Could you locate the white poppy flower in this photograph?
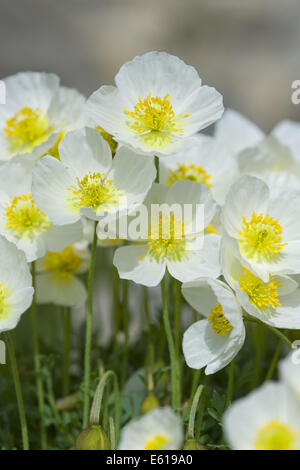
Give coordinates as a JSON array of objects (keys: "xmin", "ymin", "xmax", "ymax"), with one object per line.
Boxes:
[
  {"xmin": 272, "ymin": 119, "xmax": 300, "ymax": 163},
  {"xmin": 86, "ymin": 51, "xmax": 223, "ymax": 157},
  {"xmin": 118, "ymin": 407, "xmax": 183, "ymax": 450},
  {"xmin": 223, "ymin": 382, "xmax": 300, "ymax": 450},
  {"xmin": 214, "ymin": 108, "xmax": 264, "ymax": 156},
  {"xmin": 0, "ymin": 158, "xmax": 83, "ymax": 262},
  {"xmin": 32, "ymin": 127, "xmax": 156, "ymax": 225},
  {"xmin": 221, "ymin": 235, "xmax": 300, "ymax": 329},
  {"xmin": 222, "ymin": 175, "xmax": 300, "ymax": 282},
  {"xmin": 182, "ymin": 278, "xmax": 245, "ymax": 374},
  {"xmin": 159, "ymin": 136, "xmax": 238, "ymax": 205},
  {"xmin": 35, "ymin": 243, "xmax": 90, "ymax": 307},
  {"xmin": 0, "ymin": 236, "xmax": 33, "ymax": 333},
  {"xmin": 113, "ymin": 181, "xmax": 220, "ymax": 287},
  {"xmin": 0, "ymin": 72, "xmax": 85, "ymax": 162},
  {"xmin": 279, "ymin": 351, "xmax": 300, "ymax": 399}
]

════

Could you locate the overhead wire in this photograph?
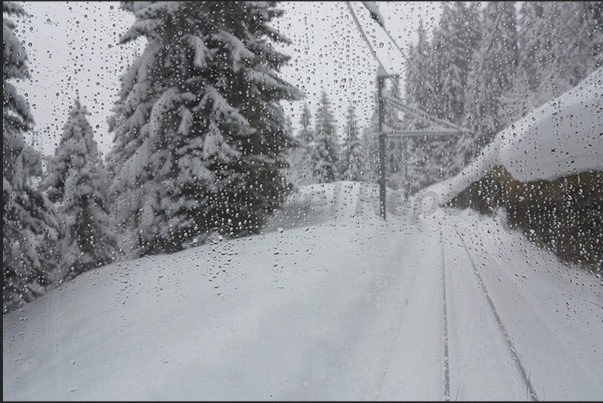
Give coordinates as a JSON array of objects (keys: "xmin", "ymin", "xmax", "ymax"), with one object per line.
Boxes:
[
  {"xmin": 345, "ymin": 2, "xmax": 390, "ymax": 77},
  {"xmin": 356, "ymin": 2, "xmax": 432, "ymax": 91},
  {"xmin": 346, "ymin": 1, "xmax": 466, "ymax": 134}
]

════

Look over the entries for "this", then copy every line that includes that string.

Task response:
Could you locate the white poppy flower in this photograph?
Could you locate the overhead wire in this photograph?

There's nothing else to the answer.